** Opening Excerpt provided block **

Wednesday, January 2, 2013

Paging Doctor R2

Co-Authored by Paul Hartley

It is undeniable that technology-enabled devices have had a great impact upon our ability to diagnose, treat and care for the sick and infirm. However, we must be cautious to not get caught up in the flashing lights, bells, whistles and web-integrated gadgetry of it all. Many people have a dangerous penchant for placing unwavering faith in technology and, in the case of medical devices, this kind of blind trust can lead to great harm. At times, it is crucial to ground our confidence in technology to remind us – particularly in a field so vital to us as health – what these devices are and are not capable of.

What can technology do?
Fundamentally, any piece of technology is created to accomplish a particular task that, given unlimited time and resources, a human could accomplish. The most important thing we gain from assigning work to a device is speed—a machine can simply do many things faster that we can. However, beyond speed, we also gain a way to reliably do a task over and over again. Repeatability, or the successful execution of the same task, is the other major benefit of technology integration.

However, there is an important differentiation between what technology can do and how we use it. What something does is defined by the target goal inherent to the task it has been created to accomplish – in the case of most health technologies: increase speed and repeatability. What we use the technology for is a broader matter pertaining to how the technology integrates and plays a role in a much larger diagnostic process. In the case of health and medicine, technology use can be seen as falling into a number of high-level categories:
  • Expand The Senses: An augmentation or enhancement of basic human senses to allow for more detailed, thorough or less harmful inspection of the human body.

** Closing Excerpt provided block **

Reproduce the post on medical technology word for word, starting at "Co-Authored by Paul Hartley" and ending at "can technology do?". The rows that come next have nothing to do with the post on medical technology.

** Opening Dataset entries block **

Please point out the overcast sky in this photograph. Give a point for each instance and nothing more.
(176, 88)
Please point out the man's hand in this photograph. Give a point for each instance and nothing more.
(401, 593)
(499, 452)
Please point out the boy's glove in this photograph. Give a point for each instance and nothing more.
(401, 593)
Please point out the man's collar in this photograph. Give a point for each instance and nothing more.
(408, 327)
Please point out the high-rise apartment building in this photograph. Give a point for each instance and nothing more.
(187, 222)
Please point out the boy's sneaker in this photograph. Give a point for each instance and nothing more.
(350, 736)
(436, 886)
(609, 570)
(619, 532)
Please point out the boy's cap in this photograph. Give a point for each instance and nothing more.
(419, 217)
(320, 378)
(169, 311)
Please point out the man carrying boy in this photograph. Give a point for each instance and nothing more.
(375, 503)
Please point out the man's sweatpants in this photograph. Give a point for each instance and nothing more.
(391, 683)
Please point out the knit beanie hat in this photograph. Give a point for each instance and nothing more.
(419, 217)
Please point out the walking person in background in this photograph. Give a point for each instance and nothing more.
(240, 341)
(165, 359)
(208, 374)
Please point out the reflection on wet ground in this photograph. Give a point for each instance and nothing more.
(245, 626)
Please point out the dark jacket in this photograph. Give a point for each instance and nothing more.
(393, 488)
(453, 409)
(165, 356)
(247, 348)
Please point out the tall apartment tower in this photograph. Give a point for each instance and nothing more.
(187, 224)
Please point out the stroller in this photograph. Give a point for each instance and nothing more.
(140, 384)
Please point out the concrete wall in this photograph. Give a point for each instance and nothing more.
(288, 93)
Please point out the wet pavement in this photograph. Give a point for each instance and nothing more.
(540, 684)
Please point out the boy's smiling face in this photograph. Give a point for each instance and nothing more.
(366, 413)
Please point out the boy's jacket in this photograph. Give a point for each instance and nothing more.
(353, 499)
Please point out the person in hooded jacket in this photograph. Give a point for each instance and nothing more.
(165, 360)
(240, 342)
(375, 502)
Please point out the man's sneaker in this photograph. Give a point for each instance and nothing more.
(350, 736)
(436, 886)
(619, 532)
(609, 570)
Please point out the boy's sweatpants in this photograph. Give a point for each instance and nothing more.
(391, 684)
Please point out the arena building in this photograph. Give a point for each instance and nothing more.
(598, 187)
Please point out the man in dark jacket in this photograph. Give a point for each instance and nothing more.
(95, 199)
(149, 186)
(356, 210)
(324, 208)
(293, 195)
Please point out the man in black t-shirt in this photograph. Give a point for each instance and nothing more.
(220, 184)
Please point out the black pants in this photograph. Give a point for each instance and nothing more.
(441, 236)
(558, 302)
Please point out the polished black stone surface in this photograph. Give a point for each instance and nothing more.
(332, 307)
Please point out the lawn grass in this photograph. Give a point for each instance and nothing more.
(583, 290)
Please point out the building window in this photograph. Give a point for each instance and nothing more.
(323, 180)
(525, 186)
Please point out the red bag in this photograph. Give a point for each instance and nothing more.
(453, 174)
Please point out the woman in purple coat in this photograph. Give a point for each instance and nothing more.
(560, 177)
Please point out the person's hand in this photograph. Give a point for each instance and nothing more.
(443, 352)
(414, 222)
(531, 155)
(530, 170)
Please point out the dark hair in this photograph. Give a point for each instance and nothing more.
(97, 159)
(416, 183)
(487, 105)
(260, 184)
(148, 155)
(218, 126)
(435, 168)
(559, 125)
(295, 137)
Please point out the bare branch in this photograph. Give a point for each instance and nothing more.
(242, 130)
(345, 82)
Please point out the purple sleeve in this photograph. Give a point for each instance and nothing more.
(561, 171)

** Closing Dataset entries block **
** Opening Dataset entries block **

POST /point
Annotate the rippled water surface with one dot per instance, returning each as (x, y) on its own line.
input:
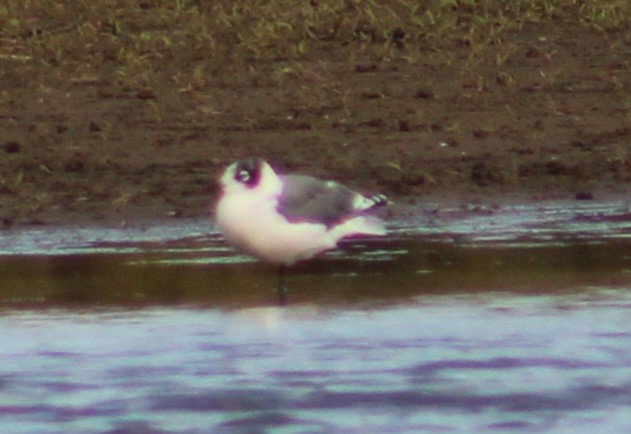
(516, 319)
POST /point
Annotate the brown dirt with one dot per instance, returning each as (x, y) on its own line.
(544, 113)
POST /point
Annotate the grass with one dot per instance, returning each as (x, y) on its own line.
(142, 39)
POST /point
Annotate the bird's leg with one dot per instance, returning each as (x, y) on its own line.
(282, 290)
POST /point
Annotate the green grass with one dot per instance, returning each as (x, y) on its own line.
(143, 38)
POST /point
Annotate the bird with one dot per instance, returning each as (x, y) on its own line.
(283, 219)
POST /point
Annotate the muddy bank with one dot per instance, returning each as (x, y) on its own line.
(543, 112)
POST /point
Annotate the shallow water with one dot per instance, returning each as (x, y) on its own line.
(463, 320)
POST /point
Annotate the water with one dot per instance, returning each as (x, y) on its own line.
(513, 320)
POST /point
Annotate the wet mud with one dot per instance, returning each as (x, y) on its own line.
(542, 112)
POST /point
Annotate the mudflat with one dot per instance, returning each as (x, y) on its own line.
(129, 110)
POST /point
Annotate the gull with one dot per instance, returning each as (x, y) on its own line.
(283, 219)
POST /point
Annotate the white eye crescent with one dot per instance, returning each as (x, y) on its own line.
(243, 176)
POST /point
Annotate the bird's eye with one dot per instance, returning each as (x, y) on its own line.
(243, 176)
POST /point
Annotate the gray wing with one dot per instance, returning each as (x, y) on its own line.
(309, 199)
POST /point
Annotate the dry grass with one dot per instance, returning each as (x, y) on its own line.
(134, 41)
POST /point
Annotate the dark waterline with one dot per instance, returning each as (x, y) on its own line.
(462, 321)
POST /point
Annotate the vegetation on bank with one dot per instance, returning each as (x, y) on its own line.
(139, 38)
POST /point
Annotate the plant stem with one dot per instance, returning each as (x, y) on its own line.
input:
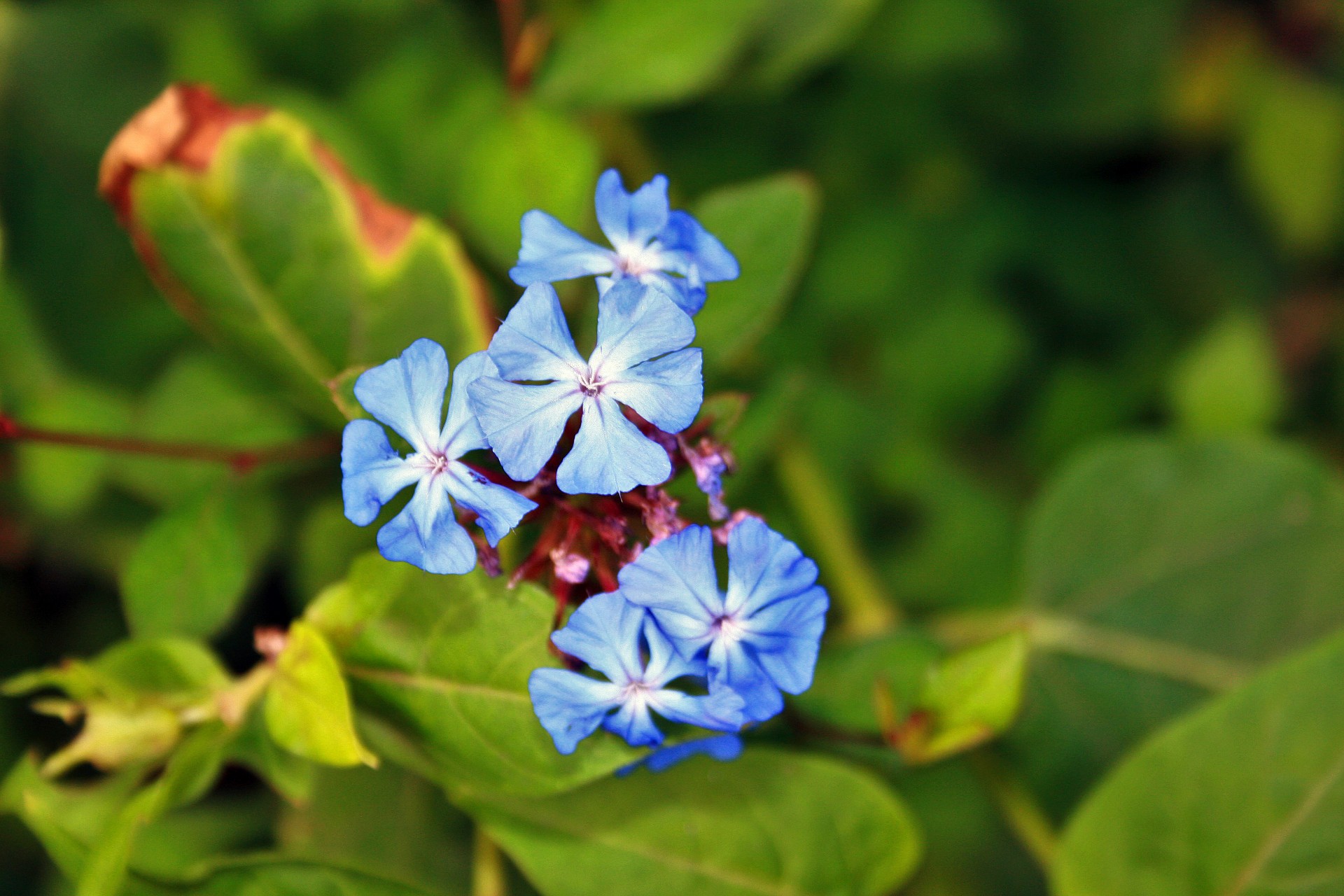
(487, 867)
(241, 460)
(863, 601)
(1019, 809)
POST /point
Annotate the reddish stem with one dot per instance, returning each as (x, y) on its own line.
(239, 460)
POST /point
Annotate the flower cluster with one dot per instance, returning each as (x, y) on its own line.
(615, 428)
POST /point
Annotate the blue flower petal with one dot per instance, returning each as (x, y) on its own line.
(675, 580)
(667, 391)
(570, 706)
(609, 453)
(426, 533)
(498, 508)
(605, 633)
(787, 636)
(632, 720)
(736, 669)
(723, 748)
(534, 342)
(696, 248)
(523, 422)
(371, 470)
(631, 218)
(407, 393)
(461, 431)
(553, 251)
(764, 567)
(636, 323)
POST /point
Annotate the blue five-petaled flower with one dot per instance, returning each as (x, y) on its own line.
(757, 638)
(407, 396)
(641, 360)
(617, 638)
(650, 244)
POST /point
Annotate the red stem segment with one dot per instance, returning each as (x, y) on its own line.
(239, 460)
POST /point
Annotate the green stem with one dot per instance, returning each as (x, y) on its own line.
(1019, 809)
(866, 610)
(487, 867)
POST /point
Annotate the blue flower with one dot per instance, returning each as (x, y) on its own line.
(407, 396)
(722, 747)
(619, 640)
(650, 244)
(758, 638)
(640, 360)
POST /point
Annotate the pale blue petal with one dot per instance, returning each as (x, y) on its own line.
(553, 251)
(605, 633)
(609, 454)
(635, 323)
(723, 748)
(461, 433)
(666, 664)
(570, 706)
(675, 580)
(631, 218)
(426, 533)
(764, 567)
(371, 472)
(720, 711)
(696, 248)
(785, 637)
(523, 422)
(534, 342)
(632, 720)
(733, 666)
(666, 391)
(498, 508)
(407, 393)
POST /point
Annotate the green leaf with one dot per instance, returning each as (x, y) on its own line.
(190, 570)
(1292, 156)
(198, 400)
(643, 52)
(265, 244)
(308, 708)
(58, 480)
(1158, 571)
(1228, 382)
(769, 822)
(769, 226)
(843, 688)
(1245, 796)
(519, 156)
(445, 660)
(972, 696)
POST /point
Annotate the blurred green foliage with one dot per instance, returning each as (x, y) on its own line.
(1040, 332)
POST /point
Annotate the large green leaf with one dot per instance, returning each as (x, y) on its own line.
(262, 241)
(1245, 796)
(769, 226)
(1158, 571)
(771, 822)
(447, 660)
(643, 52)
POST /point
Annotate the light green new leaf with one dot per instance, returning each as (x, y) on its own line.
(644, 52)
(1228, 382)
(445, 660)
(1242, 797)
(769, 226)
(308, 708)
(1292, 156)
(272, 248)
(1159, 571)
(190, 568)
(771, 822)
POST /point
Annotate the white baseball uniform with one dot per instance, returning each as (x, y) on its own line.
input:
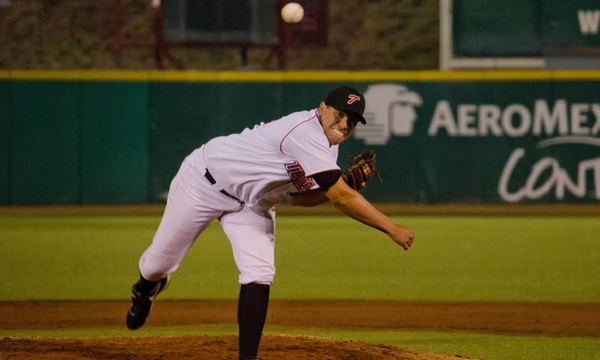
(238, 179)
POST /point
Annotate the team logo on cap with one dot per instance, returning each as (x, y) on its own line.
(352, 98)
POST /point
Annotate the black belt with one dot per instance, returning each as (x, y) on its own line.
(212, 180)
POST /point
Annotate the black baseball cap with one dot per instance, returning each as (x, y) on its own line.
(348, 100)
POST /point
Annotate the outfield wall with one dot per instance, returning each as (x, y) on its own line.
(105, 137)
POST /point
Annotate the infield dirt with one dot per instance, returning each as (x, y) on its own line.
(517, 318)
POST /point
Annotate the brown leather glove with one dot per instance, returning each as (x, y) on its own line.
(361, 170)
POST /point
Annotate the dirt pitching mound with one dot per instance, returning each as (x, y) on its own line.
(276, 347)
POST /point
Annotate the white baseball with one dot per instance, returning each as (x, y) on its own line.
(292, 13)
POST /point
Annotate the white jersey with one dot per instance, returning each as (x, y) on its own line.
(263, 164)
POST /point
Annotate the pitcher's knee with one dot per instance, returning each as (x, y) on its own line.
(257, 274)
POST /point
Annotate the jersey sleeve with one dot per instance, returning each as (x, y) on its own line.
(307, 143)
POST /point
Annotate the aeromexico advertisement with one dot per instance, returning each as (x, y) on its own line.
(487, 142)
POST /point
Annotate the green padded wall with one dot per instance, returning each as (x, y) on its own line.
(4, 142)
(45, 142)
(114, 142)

** Closing Dataset entries block **

Answer to this exercise
Co-Authored by Paul Hartley

It is undeniable that technology-enabled devices have had a great impact upon our ability to diagnose, treat and care for the sick and infirm. However, we must be cautious to not get caught up in the flashing lights, bells, whistles and web-integrated gadgetry of it all. Many people have a dangerous penchant for placing unwavering faith in technology and, in the case of medical devices, this kind of blind trust can lead to great harm. At times, it is crucial to ground our confidence in technology to remind us – particularly in a field so vital to us as health – what these devices are and are not capable of.

What can technology do?